Excerpt provided:
__________
The album is graced by hard-earned wisdom lightly worn. ‘Too Much Thinking On My Mind’ is a catchy soul-flavoured number about having too much on her mind to worry about the little things – like bills and the rent.

‘Same Old Blues,” with Marcia Ball, is the Blusiest piece – slow, melancholy, nicely done. A few jazz numbers leaven the mix.

Despite the different players, the album is all of a piece: Thomas’ voice is well to the fore, backed by fine piano sometimes punctuated by upright base and tasteful drumming. On occasion, a fine backing chorus fills out the sound.

These songs don’t grab you by the lapels, but they sure grow on you. This album is subtle, stately, poised – and quite lovely.

Wednesday, 24 September 2008

Little Toby Walker -- The Anvil, Basingstoke, 14/09/08

By M.D. Spenser

The fine American Blues guitarist Little Toby Walker brought his entire band to the show in Basingstoke and, as musicians do, he introduced the members to the audience.
__________
Records from a data collection
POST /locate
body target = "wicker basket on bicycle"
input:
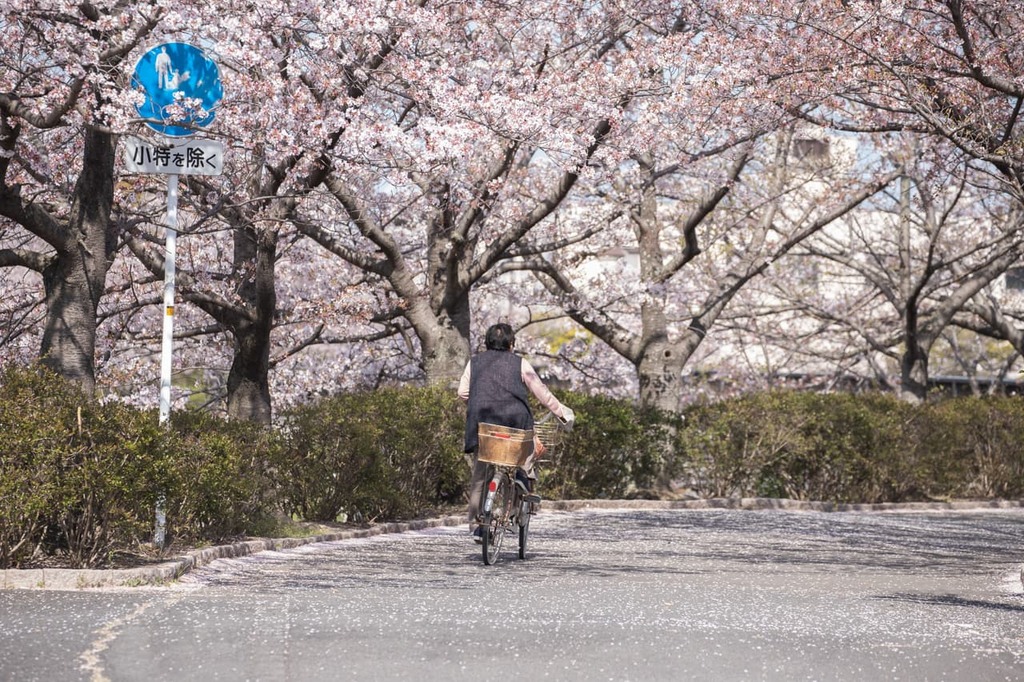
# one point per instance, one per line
(504, 445)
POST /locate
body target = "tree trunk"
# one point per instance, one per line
(445, 343)
(249, 378)
(914, 375)
(75, 280)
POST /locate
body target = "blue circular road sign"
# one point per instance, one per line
(181, 86)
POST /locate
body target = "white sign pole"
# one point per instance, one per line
(167, 345)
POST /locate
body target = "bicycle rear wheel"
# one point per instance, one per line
(495, 521)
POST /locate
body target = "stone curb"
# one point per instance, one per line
(80, 579)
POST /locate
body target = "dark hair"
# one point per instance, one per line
(500, 337)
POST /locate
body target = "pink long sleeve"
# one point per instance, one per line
(541, 391)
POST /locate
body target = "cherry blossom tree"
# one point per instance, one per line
(891, 279)
(57, 65)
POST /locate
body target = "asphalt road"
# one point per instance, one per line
(604, 595)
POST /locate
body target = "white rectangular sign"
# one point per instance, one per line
(193, 157)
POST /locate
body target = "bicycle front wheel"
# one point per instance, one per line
(524, 517)
(496, 521)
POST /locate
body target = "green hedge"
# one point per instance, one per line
(613, 451)
(376, 455)
(843, 448)
(81, 478)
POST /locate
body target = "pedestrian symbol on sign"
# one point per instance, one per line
(181, 87)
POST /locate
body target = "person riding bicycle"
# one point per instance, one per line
(495, 385)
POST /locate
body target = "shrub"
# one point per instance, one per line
(75, 475)
(613, 450)
(975, 445)
(385, 454)
(792, 444)
(223, 477)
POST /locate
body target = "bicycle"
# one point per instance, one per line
(508, 503)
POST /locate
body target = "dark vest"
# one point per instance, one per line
(497, 394)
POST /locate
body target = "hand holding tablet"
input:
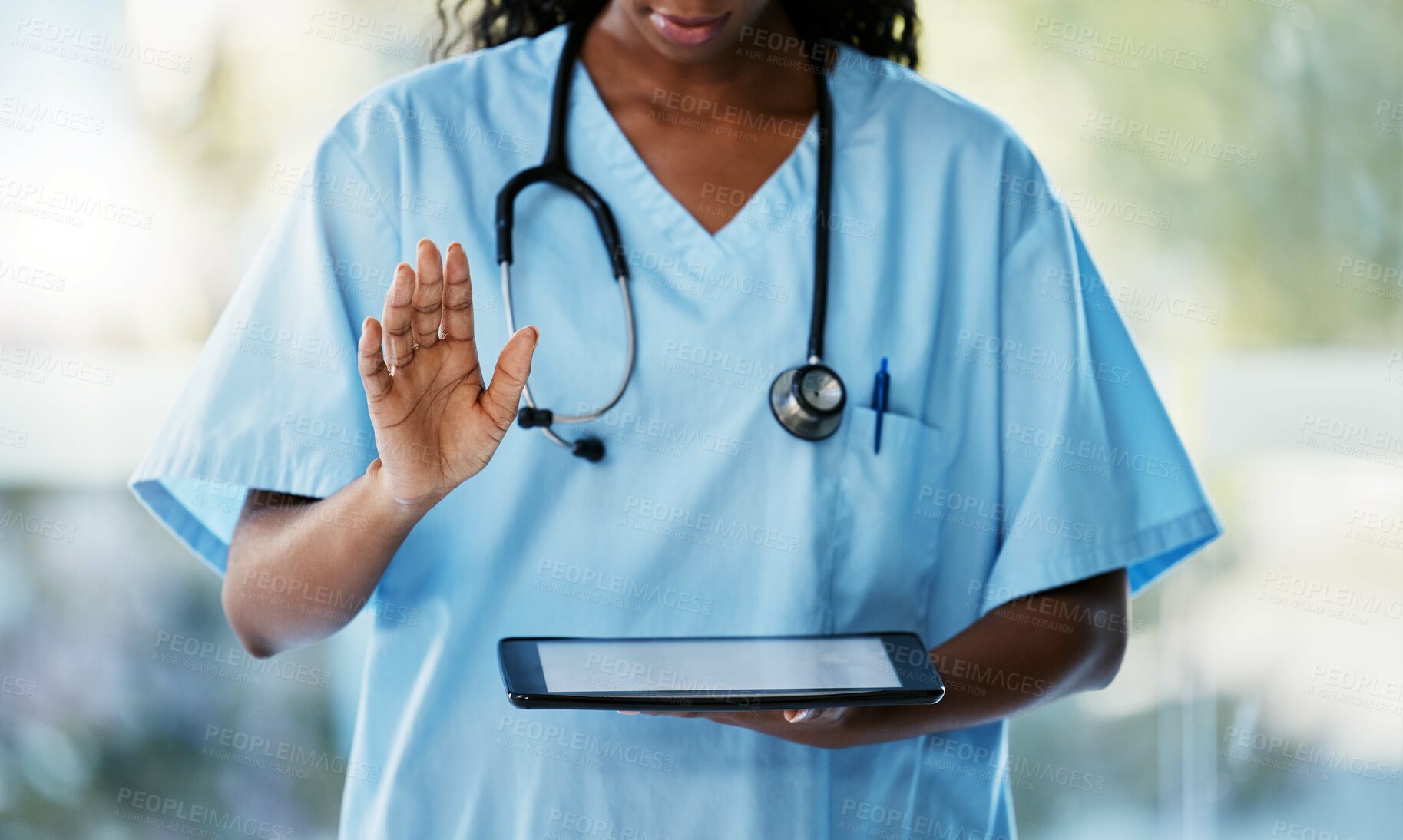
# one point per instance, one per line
(719, 673)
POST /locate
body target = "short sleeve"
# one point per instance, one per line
(276, 400)
(1094, 476)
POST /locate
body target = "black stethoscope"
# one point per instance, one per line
(806, 400)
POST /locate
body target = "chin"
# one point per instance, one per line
(690, 32)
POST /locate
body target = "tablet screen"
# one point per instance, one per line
(710, 665)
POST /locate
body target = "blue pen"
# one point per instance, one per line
(880, 387)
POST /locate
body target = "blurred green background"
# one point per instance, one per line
(1236, 167)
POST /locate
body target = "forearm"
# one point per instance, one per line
(1014, 658)
(299, 570)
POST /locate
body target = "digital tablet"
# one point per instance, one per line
(719, 673)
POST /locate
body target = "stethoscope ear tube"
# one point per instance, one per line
(807, 402)
(551, 173)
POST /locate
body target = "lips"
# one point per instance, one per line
(688, 31)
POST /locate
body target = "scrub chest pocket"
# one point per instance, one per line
(885, 537)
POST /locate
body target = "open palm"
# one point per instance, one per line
(435, 422)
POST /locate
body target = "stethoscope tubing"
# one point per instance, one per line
(629, 359)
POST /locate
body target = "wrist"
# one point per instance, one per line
(399, 508)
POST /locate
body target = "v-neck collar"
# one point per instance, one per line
(783, 193)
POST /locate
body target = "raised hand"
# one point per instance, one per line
(435, 422)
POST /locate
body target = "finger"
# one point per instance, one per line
(399, 342)
(812, 716)
(500, 400)
(458, 296)
(371, 361)
(429, 295)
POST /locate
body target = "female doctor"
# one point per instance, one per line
(787, 195)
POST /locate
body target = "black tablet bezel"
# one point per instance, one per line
(525, 682)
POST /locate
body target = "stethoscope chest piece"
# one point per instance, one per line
(809, 402)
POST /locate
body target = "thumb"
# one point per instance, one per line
(504, 393)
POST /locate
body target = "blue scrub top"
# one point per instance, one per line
(1024, 446)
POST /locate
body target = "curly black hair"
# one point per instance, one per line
(882, 28)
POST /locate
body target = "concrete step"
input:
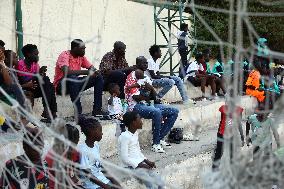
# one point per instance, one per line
(203, 114)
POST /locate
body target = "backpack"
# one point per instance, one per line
(176, 135)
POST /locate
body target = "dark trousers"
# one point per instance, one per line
(73, 85)
(15, 92)
(49, 98)
(118, 77)
(183, 55)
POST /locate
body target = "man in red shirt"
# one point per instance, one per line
(67, 77)
(226, 123)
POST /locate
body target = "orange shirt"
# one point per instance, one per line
(254, 80)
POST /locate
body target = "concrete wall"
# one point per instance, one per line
(53, 24)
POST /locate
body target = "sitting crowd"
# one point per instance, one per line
(133, 95)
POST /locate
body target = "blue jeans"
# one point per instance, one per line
(74, 88)
(151, 179)
(168, 83)
(156, 113)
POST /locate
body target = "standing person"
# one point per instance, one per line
(218, 72)
(195, 75)
(183, 40)
(226, 122)
(253, 83)
(67, 77)
(27, 170)
(157, 113)
(260, 125)
(28, 68)
(114, 66)
(130, 152)
(166, 83)
(90, 156)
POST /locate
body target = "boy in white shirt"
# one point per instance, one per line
(164, 82)
(130, 152)
(261, 126)
(116, 108)
(90, 156)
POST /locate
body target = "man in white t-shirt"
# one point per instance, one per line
(165, 82)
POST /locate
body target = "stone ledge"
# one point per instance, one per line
(205, 114)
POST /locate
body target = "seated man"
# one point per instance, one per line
(157, 112)
(12, 87)
(67, 77)
(28, 170)
(28, 75)
(162, 81)
(195, 75)
(114, 66)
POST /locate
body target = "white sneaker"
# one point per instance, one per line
(157, 148)
(190, 137)
(189, 101)
(165, 144)
(31, 126)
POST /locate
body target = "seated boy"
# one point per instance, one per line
(164, 82)
(195, 76)
(90, 156)
(130, 152)
(142, 80)
(116, 108)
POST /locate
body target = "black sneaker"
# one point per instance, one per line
(101, 115)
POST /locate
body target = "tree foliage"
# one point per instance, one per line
(270, 27)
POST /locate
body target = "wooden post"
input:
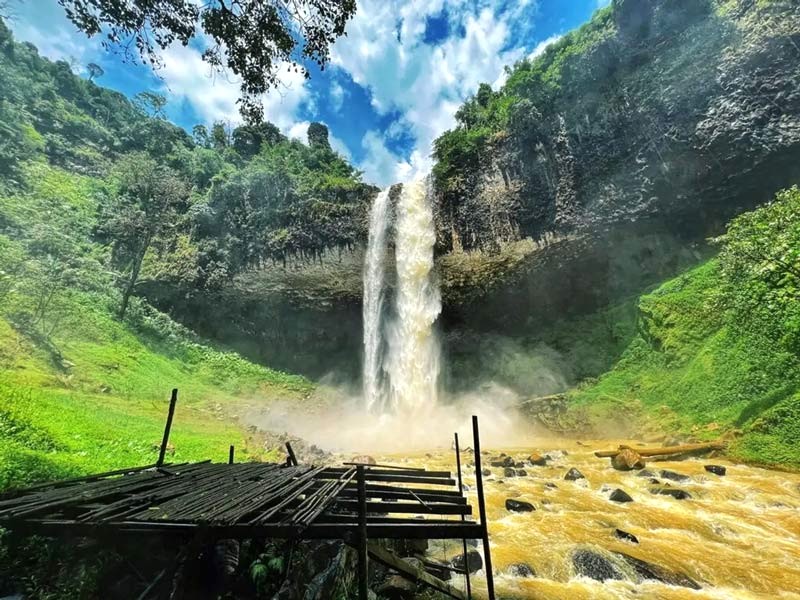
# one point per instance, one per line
(172, 401)
(487, 554)
(292, 457)
(363, 570)
(463, 518)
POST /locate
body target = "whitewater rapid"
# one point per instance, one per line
(405, 379)
(374, 276)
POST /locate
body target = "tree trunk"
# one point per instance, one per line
(137, 267)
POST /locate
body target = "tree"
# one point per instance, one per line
(220, 135)
(200, 136)
(143, 209)
(151, 103)
(95, 70)
(252, 38)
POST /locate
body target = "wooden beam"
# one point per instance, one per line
(487, 554)
(413, 573)
(162, 452)
(464, 541)
(645, 452)
(363, 566)
(407, 507)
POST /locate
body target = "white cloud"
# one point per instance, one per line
(426, 83)
(337, 94)
(55, 37)
(542, 46)
(213, 96)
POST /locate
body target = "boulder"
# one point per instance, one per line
(397, 588)
(619, 495)
(537, 460)
(519, 506)
(716, 469)
(647, 570)
(673, 476)
(674, 492)
(573, 475)
(627, 460)
(594, 565)
(521, 570)
(472, 563)
(624, 535)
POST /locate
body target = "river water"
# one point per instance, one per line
(738, 536)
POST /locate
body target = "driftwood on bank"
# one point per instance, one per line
(646, 452)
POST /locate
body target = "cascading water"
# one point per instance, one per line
(412, 362)
(374, 275)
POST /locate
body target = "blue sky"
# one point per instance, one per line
(394, 84)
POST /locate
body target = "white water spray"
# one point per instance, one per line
(374, 275)
(413, 361)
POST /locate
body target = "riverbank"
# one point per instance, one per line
(735, 536)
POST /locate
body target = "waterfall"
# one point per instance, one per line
(374, 274)
(413, 360)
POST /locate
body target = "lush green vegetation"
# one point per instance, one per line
(94, 195)
(717, 348)
(82, 391)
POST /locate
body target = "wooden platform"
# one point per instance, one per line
(200, 503)
(246, 500)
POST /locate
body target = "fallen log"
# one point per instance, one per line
(645, 452)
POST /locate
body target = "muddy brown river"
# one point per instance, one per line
(738, 536)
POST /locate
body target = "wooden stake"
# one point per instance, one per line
(482, 508)
(172, 401)
(464, 541)
(363, 567)
(645, 452)
(292, 457)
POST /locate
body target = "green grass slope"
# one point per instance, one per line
(81, 391)
(716, 348)
(95, 396)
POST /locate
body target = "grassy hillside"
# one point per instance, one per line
(81, 390)
(717, 348)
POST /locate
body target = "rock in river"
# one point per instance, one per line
(619, 495)
(521, 570)
(716, 469)
(594, 565)
(473, 561)
(673, 476)
(397, 588)
(573, 475)
(537, 460)
(627, 460)
(624, 535)
(674, 492)
(519, 506)
(647, 570)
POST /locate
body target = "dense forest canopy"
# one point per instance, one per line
(253, 39)
(196, 208)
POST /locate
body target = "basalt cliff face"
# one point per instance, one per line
(600, 168)
(687, 112)
(615, 154)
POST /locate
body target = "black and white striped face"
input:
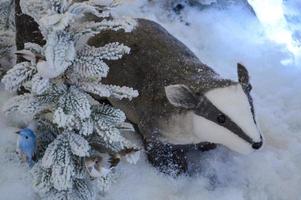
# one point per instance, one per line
(223, 115)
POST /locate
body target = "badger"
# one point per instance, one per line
(181, 101)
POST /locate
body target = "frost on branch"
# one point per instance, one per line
(79, 146)
(39, 84)
(106, 116)
(62, 77)
(18, 75)
(58, 158)
(59, 53)
(111, 51)
(26, 105)
(76, 103)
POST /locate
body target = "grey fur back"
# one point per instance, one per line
(157, 59)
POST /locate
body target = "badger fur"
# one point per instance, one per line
(182, 101)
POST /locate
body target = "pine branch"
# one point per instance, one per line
(18, 75)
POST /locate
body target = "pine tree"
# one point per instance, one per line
(62, 76)
(6, 34)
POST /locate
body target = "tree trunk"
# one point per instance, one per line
(27, 30)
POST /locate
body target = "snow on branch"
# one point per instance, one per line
(18, 75)
(61, 76)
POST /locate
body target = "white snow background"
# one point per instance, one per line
(220, 38)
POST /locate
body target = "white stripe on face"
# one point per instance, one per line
(233, 102)
(208, 131)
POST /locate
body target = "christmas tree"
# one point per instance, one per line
(61, 79)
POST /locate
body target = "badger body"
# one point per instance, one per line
(172, 102)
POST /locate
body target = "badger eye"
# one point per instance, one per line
(221, 119)
(249, 88)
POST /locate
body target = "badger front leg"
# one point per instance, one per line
(169, 159)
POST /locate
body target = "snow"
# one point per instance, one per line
(220, 39)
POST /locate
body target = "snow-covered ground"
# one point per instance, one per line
(220, 38)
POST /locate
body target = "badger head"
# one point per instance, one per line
__________
List every person named in the blues review excerpt.

Thomas, Marcia Ball, Little Toby Walker, M.D. Spenser